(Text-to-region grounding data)
= = = =

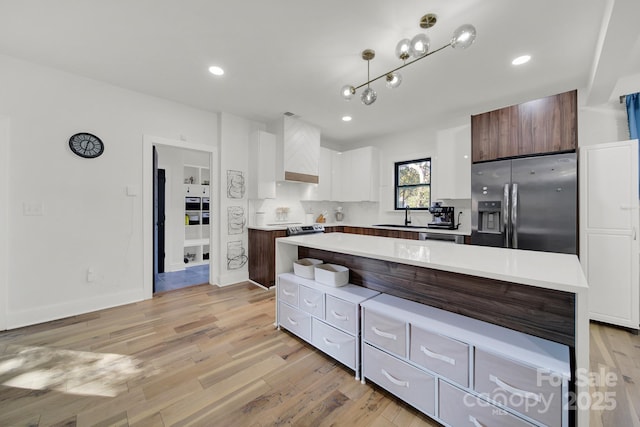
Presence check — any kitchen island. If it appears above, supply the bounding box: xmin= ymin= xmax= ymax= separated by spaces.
xmin=275 ymin=232 xmax=589 ymax=427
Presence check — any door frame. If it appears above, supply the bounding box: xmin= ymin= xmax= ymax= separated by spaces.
xmin=142 ymin=135 xmax=218 ymax=299
xmin=0 ymin=117 xmax=8 ymax=330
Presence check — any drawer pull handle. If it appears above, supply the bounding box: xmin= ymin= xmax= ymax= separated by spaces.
xmin=282 ymin=289 xmax=295 ymax=297
xmin=468 ymin=415 xmax=484 ymax=427
xmin=322 ymin=337 xmax=340 ymax=349
xmin=331 ymin=310 xmax=349 ymax=321
xmin=286 ymin=316 xmax=298 ymax=326
xmin=371 ymin=326 xmax=397 ymax=340
xmin=489 ymin=374 xmax=541 ymax=403
xmin=381 ymin=369 xmax=409 ymax=388
xmin=420 ymin=345 xmax=456 ymax=366
xmin=303 ymin=298 xmax=317 ymax=308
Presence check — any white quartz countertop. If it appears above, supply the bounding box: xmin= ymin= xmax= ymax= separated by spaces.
xmin=248 ymin=222 xmax=470 ymax=235
xmin=276 ymin=232 xmax=588 ymax=294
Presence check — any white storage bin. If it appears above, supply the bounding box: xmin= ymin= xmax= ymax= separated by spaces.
xmin=315 ymin=264 xmax=349 ymax=287
xmin=293 ymin=258 xmax=323 ymax=279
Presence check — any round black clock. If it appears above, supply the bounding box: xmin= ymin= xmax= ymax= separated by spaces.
xmin=69 ymin=132 xmax=104 ymax=158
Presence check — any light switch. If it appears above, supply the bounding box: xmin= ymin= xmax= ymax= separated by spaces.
xmin=23 ymin=201 xmax=44 ymax=216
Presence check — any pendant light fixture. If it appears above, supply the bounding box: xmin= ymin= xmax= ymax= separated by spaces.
xmin=340 ymin=14 xmax=476 ymax=106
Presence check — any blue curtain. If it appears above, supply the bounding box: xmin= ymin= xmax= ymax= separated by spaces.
xmin=627 ymin=93 xmax=640 ymax=140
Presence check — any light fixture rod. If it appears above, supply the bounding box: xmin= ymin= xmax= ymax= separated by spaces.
xmin=353 ymin=43 xmax=450 ymax=91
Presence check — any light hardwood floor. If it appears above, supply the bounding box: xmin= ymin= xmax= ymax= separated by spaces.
xmin=0 ymin=282 xmax=638 ymax=427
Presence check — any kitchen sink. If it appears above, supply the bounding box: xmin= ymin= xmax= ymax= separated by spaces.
xmin=373 ymin=224 xmax=428 ymax=229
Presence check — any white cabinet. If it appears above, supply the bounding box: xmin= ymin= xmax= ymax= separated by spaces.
xmin=315 ymin=147 xmax=333 ymax=200
xmin=276 ymin=272 xmax=379 ymax=379
xmin=361 ymin=293 xmax=570 ymax=427
xmin=275 ymin=115 xmax=321 ymax=183
xmin=248 ymin=130 xmax=276 ymax=199
xmin=183 ymin=165 xmax=210 ymax=267
xmin=331 ymin=146 xmax=379 ymax=202
xmin=580 ymin=139 xmax=640 ymax=330
xmin=434 ymin=124 xmax=471 ymax=200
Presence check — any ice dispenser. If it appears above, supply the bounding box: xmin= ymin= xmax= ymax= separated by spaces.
xmin=477 ymin=201 xmax=501 ymax=234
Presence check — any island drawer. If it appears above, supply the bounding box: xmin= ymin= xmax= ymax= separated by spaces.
xmin=279 ymin=302 xmax=311 ymax=341
xmin=312 ymin=318 xmax=356 ymax=369
xmin=409 ymin=324 xmax=469 ymax=388
xmin=363 ymin=309 xmax=407 ymax=357
xmin=363 ymin=343 xmax=435 ymax=416
xmin=299 ymin=285 xmax=324 ymax=318
xmin=439 ymin=380 xmax=535 ymax=427
xmin=325 ymin=295 xmax=357 ymax=334
xmin=278 ymin=276 xmax=299 ymax=307
xmin=475 ymin=348 xmax=564 ymax=427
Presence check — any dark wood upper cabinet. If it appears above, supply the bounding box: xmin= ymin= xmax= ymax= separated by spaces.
xmin=471 ymin=90 xmax=577 ymax=163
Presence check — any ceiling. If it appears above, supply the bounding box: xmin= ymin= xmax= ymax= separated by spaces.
xmin=1 ymin=0 xmax=639 ymax=146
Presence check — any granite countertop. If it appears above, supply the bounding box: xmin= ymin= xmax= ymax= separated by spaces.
xmin=276 ymin=232 xmax=588 ymax=294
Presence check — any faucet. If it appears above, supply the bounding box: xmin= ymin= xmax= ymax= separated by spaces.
xmin=404 ymin=205 xmax=411 ymax=226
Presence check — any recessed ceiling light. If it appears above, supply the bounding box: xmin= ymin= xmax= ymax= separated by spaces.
xmin=512 ymin=55 xmax=531 ymax=66
xmin=208 ymin=66 xmax=224 ymax=76
xmin=342 ymin=116 xmax=352 ymax=122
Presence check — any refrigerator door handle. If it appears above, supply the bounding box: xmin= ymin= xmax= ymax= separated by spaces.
xmin=503 ymin=184 xmax=510 ymax=247
xmin=512 ymin=183 xmax=519 ymax=248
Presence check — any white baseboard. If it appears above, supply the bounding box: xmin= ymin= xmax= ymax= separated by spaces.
xmin=6 ymin=288 xmax=146 ymax=330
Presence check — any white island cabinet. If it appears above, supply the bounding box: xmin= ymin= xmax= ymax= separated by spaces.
xmin=276 ymin=272 xmax=379 ymax=379
xmin=275 ymin=232 xmax=589 ymax=427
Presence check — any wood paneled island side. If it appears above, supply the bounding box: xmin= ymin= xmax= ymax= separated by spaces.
xmin=275 ymin=232 xmax=589 ymax=427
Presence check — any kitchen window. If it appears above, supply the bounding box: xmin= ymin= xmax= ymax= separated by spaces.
xmin=395 ymin=158 xmax=431 ymax=210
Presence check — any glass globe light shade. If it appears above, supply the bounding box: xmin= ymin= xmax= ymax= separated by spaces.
xmin=395 ymin=38 xmax=411 ymax=60
xmin=410 ymin=34 xmax=430 ymax=58
xmin=361 ymin=87 xmax=377 ymax=105
xmin=385 ymin=72 xmax=402 ymax=89
xmin=451 ymin=24 xmax=477 ymax=49
xmin=340 ymin=84 xmax=355 ymax=100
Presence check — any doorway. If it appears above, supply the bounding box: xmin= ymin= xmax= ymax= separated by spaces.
xmin=142 ymin=135 xmax=218 ymax=299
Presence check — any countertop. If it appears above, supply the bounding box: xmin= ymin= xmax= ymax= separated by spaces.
xmin=248 ymin=222 xmax=470 ymax=235
xmin=276 ymin=232 xmax=588 ymax=294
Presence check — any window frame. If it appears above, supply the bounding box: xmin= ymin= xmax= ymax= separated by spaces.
xmin=394 ymin=157 xmax=432 ymax=211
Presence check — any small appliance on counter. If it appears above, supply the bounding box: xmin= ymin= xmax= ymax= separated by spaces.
xmin=427 ymin=202 xmax=458 ymax=229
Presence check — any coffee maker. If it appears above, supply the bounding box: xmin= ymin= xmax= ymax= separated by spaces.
xmin=428 ymin=202 xmax=457 ymax=229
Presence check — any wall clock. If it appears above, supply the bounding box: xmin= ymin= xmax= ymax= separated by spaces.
xmin=68 ymin=132 xmax=104 ymax=158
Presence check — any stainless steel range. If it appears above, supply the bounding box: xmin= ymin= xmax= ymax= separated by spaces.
xmin=286 ymin=224 xmax=325 ymax=236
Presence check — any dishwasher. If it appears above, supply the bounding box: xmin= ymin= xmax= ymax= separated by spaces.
xmin=418 ymin=232 xmax=465 ymax=244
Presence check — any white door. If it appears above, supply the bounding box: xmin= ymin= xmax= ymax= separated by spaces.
xmin=581 ymin=139 xmax=639 ymax=329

= = = =

■ EXERCISE GOAL
Write out, word for word, the line containing "Presence check — any window" and every line after it to the end of the data above.

■ RESPONSE AREA
Presence check — any window frame. If it appears above, supply the bounding box: xmin= ymin= xmax= ymax= separated by spaces.
xmin=394 ymin=157 xmax=432 ymax=211
Presence check — any small appliance on counter. If it appears above, supply the bounding box: xmin= ymin= xmax= ymax= separated by spaces.
xmin=427 ymin=202 xmax=458 ymax=229
Presence check — any coffee maker. If it appears above, supply the bounding box: xmin= ymin= xmax= ymax= separated by spaces.
xmin=428 ymin=202 xmax=457 ymax=229
Presence check — any wall clock. If it appears above, supply the bounding box: xmin= ymin= xmax= ymax= separated by spaces.
xmin=68 ymin=132 xmax=104 ymax=158
Presence check — any stainless steel range. If it appears above, supply the bounding box: xmin= ymin= xmax= ymax= separated by spaces.
xmin=286 ymin=224 xmax=325 ymax=236
Presence check — any dishwasher. If it appears above, supply the bounding box: xmin= ymin= xmax= ymax= separated by spaces.
xmin=418 ymin=232 xmax=465 ymax=244
Presence check — any white door. If it appears above, supply the bounding box: xmin= ymin= xmax= ymax= separated by spaces.
xmin=581 ymin=139 xmax=639 ymax=329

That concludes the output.